Select each line of the records below that contains the word "flyer", and copy those lines.

Object location annotation data
.....
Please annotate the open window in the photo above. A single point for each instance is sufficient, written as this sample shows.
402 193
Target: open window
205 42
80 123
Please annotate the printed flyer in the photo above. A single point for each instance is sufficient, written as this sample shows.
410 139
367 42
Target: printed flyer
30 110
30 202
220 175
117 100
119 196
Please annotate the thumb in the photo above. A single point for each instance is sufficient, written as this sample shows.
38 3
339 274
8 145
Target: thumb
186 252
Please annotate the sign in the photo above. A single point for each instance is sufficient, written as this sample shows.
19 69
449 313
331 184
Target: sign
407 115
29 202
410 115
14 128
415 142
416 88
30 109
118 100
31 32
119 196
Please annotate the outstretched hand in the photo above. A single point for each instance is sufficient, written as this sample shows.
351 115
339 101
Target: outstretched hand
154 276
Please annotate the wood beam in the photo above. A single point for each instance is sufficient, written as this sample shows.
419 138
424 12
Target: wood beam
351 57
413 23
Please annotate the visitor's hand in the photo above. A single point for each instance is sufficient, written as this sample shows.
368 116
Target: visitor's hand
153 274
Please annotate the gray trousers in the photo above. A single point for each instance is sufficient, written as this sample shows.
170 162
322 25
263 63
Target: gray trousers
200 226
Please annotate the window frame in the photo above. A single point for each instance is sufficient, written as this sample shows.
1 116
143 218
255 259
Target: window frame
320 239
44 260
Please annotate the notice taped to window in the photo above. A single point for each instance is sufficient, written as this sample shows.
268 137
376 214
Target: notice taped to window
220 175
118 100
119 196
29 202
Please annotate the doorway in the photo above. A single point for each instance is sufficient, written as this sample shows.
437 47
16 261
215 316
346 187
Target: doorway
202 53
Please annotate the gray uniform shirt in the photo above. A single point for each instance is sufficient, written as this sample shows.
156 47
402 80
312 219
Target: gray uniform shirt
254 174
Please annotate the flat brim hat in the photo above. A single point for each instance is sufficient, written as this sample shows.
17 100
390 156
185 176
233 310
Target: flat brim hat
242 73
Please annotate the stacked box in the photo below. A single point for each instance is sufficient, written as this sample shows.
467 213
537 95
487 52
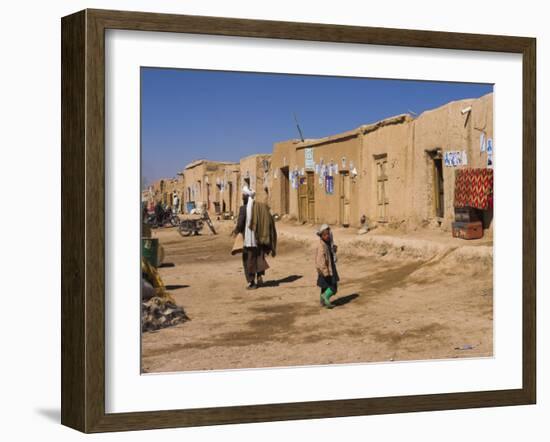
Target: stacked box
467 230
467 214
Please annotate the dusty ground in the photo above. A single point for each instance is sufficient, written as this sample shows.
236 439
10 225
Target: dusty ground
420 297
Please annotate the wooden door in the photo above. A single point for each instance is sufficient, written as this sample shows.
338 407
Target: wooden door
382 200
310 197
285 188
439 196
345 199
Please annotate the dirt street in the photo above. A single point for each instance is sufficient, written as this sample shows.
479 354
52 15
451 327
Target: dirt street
.....
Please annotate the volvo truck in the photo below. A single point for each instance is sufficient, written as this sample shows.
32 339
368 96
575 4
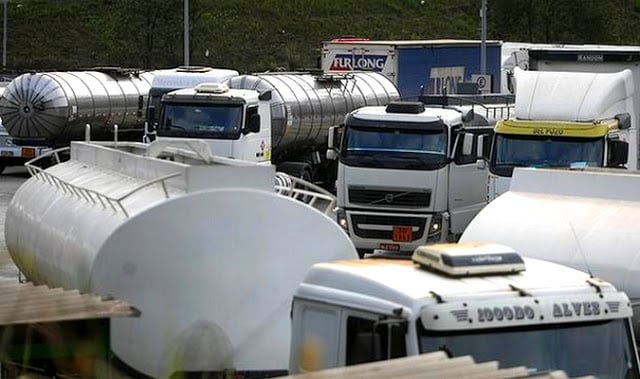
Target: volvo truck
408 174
.....
**WRITTEN RESPONSE**
Please annotate the printed flyer in the photo above. A single point for each instance is sufficient, written as this sample shows.
Target: printed flyer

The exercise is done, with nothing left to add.